Excerpts from a pointing dataset
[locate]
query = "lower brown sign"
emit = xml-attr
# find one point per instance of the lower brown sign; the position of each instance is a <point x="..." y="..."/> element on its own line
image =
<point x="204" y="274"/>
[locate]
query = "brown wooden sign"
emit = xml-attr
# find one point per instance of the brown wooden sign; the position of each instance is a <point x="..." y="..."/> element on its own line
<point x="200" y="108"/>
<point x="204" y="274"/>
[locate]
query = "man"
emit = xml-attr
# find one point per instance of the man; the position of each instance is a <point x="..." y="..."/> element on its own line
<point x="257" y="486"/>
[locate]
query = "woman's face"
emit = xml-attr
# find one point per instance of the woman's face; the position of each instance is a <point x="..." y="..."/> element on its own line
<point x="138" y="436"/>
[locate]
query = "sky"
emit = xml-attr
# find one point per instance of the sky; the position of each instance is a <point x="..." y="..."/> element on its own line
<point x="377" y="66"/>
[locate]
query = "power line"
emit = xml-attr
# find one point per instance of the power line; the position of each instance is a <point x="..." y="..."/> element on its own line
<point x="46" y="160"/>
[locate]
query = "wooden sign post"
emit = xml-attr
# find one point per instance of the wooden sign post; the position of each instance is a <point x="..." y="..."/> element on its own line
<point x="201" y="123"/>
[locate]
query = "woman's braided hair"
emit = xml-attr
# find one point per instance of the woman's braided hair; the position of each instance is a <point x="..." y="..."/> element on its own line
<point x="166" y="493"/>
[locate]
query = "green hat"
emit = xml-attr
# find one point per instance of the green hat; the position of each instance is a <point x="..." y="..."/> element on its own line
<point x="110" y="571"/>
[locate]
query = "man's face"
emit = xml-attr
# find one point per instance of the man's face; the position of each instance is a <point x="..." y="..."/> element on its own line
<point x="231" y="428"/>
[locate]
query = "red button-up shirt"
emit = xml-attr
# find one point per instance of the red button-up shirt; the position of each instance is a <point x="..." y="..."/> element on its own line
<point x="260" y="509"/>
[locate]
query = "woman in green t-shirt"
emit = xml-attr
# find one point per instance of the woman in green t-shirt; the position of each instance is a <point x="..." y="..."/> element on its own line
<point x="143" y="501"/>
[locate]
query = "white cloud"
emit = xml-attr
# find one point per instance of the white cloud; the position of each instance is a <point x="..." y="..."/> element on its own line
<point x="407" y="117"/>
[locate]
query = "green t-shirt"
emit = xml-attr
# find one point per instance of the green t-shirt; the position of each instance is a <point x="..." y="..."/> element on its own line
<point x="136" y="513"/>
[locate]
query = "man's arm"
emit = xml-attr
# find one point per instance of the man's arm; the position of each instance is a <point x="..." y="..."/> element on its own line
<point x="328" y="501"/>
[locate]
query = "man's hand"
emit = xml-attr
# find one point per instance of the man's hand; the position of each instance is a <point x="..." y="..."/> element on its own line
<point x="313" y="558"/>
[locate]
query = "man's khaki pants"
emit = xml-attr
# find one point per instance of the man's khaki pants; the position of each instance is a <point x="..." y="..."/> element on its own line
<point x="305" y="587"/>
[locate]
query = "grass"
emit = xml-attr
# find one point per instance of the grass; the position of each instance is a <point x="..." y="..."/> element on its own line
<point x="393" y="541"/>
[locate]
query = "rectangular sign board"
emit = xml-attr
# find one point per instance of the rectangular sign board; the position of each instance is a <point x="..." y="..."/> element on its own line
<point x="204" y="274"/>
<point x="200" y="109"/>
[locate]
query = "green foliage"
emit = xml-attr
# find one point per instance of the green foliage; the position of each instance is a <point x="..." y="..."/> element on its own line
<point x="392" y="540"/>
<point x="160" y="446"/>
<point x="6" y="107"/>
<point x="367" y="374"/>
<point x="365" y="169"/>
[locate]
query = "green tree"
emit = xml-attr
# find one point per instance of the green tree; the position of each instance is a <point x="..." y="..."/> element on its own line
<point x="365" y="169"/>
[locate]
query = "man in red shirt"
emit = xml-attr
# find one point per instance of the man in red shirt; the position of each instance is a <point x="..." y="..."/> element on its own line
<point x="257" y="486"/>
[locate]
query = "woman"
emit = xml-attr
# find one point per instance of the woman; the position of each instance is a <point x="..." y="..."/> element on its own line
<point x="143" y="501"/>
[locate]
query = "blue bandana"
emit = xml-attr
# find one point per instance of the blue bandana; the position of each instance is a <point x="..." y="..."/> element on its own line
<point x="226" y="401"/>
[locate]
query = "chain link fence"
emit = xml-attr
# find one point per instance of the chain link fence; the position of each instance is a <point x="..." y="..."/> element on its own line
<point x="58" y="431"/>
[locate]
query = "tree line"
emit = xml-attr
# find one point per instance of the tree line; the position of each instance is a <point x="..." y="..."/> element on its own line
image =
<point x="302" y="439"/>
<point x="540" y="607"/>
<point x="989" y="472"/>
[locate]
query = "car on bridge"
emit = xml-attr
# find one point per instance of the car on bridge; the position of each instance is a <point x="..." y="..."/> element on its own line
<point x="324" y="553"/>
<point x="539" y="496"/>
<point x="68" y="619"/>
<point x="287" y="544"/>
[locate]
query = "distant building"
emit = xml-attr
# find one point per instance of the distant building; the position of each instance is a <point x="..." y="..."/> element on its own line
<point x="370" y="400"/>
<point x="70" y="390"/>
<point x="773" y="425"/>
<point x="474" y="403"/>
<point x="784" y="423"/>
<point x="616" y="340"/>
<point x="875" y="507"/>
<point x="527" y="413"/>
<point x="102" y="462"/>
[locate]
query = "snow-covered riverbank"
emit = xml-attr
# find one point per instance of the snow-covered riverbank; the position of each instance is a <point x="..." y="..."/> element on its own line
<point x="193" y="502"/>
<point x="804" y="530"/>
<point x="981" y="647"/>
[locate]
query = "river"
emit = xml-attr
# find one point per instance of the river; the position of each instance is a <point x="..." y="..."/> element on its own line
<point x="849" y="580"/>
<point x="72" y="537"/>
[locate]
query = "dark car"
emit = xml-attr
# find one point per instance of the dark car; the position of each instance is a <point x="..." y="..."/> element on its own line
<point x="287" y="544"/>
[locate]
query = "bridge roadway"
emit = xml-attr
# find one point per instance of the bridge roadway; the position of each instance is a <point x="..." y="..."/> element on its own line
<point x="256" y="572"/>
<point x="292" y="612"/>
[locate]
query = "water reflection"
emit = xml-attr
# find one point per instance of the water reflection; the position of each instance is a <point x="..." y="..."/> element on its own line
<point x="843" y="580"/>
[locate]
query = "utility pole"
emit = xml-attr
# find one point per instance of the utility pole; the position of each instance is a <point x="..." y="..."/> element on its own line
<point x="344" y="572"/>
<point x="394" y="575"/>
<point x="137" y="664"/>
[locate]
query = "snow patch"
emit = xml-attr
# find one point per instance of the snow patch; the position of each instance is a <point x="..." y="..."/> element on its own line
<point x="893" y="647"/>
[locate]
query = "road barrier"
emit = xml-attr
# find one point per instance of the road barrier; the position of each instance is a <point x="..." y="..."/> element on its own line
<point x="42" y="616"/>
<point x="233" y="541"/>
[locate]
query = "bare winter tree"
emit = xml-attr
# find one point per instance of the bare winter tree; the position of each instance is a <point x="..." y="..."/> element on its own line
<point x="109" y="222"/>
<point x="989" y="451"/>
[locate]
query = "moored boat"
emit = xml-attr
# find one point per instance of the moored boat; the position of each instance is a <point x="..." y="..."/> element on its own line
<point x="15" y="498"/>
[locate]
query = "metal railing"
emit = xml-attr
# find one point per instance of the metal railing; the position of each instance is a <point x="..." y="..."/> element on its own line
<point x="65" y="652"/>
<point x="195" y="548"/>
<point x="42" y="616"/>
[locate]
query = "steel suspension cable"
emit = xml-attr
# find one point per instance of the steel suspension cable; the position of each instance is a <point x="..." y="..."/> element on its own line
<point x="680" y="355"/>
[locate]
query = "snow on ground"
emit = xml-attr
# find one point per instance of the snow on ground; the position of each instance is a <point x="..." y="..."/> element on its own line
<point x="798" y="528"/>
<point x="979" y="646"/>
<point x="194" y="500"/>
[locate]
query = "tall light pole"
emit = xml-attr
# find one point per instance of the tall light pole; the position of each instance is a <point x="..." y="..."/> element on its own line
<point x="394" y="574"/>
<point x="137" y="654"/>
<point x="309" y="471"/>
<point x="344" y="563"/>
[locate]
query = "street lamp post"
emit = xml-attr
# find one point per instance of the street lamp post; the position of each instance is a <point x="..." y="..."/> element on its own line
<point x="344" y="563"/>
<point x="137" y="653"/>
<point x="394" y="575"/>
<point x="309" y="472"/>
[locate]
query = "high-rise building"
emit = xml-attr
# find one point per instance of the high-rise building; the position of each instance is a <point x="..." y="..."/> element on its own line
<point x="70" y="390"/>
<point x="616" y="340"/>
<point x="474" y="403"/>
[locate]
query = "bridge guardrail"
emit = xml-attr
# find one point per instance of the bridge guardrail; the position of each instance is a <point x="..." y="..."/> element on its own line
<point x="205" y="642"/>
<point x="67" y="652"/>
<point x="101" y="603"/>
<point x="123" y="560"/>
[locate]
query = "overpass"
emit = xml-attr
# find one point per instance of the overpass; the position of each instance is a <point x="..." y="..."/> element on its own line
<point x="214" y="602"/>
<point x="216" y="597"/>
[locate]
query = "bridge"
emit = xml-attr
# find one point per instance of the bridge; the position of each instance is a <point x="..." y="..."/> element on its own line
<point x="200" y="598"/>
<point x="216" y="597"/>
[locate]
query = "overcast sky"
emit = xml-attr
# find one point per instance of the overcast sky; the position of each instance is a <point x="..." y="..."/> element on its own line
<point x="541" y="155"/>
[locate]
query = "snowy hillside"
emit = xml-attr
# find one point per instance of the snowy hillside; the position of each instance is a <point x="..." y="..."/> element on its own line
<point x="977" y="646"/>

_SET TASK_: Select every line in the entries above that contains the string "utility", and copy each one. The match is case-sensitive.

_TASK OUTPUT_:
query = "utility pole"
# find one point per instance of the utility pole; the position of each instance is a <point x="..." y="..."/> element on its own line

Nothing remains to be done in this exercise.